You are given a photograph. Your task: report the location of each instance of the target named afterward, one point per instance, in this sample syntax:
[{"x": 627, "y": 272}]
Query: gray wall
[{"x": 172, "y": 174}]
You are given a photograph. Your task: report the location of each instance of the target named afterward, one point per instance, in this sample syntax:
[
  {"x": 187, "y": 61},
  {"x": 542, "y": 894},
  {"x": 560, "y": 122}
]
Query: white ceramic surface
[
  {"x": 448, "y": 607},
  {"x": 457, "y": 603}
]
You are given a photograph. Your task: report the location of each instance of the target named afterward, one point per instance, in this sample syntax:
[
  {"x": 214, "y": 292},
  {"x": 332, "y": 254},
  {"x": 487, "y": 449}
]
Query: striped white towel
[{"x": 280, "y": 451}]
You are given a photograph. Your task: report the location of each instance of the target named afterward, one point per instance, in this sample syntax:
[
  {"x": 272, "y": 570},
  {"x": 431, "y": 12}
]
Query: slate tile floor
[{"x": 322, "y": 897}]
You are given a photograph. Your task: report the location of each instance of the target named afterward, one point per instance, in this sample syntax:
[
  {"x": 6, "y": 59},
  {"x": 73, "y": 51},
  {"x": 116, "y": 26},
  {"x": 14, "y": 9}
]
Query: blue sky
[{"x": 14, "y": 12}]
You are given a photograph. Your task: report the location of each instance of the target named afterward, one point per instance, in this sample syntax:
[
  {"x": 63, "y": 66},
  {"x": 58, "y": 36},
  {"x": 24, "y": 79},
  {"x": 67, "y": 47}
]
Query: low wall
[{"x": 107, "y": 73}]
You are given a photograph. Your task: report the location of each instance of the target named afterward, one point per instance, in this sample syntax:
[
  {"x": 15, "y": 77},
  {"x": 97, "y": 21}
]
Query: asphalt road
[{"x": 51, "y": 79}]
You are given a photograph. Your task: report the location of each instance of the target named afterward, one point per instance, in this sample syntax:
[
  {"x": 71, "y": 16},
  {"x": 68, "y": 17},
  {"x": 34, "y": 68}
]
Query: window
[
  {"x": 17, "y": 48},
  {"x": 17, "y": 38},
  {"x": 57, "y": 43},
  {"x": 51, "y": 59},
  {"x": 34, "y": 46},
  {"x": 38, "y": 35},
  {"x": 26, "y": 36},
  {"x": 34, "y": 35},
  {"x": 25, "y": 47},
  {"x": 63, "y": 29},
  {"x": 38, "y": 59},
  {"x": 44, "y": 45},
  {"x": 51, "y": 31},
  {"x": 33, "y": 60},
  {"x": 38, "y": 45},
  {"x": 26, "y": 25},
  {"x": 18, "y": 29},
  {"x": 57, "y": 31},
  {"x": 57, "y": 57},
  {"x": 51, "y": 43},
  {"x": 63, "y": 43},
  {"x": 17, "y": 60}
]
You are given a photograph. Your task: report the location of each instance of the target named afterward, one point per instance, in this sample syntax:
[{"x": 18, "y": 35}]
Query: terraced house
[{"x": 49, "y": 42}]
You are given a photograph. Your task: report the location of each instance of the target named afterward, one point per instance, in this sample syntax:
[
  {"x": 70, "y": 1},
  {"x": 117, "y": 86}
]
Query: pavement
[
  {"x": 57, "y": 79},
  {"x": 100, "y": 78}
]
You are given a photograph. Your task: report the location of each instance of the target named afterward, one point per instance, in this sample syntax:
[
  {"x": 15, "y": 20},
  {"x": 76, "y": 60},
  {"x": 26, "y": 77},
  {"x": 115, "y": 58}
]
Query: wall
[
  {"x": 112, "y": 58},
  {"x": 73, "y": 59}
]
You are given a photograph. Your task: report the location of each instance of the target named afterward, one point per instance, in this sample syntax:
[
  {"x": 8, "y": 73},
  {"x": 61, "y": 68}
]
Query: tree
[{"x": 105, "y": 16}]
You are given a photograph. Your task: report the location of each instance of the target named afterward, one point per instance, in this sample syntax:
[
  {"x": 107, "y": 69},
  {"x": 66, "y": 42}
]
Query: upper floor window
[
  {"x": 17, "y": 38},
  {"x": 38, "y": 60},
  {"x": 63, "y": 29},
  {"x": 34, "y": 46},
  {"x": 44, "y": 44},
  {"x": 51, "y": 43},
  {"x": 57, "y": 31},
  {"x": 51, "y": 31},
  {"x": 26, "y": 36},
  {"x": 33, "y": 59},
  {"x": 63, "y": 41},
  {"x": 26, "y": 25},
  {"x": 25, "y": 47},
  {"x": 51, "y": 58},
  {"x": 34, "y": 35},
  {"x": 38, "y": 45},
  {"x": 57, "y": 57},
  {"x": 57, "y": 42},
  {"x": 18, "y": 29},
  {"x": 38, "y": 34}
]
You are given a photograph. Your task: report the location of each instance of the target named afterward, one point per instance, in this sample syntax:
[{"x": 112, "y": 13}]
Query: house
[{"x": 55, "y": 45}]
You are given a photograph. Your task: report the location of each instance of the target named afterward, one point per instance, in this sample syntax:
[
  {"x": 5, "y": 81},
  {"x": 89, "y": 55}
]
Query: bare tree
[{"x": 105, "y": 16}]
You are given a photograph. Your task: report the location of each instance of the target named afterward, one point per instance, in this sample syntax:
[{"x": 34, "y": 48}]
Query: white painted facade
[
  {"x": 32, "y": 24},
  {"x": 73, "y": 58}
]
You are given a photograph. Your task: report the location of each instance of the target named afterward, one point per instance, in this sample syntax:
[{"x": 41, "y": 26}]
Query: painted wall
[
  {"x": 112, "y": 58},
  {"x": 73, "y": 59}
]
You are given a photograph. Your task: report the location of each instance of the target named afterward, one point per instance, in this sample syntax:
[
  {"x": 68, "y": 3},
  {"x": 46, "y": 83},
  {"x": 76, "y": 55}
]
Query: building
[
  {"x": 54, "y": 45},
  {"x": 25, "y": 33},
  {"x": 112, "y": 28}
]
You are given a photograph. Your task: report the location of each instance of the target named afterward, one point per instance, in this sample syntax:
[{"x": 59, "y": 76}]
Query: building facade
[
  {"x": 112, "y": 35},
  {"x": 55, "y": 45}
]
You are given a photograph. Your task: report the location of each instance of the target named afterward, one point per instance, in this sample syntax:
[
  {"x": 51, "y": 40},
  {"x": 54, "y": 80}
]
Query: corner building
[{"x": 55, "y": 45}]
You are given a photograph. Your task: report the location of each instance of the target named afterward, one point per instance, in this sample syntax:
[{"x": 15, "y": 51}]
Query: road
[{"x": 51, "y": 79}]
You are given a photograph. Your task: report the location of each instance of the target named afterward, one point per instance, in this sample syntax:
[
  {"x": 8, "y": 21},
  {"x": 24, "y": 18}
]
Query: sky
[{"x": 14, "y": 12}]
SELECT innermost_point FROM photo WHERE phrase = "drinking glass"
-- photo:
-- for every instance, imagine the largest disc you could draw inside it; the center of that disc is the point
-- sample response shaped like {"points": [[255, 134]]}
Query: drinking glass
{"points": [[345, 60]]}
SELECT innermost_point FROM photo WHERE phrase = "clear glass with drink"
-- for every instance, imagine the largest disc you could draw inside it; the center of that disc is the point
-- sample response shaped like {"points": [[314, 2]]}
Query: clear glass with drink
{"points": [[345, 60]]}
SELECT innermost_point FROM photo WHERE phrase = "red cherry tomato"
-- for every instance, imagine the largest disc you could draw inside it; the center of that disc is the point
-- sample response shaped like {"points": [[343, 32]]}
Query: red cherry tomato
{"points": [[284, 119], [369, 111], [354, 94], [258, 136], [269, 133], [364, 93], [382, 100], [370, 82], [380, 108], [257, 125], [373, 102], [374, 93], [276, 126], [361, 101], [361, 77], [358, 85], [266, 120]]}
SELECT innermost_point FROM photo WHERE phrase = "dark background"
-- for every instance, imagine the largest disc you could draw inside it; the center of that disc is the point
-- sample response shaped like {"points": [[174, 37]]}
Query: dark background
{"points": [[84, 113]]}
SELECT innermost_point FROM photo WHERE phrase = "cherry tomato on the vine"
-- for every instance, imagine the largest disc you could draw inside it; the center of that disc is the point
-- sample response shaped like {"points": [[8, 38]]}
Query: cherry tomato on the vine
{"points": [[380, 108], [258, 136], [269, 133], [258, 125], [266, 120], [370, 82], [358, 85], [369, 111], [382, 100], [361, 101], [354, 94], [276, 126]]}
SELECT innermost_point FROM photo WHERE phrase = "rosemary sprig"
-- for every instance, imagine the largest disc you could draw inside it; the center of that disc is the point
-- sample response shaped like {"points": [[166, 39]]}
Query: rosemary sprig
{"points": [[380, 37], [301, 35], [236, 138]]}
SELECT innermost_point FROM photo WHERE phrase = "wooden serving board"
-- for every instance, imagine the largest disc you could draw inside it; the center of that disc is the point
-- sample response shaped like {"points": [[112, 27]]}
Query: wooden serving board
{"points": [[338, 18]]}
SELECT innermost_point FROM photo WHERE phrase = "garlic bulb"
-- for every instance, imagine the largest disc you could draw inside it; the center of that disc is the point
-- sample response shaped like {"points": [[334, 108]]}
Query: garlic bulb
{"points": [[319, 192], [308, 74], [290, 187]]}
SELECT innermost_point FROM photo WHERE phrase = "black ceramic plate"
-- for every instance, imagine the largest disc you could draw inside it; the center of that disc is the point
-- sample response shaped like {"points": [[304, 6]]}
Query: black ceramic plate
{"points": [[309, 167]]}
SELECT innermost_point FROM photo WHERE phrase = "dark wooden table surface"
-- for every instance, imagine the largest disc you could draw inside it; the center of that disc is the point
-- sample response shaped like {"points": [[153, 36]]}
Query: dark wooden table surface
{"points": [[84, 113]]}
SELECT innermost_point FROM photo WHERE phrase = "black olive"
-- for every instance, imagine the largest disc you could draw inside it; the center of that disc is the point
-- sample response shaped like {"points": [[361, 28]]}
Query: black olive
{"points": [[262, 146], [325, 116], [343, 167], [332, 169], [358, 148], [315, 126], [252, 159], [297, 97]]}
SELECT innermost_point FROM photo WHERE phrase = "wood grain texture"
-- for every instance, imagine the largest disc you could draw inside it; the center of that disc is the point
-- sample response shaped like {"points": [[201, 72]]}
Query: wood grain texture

________________________

Goal of the exercise
Every line in the entries above that mentions the word "grain" must be shown.

Response
SELECT innermost_point FROM photo WHERE phrase = "wood grain texture"
Query: wood grain texture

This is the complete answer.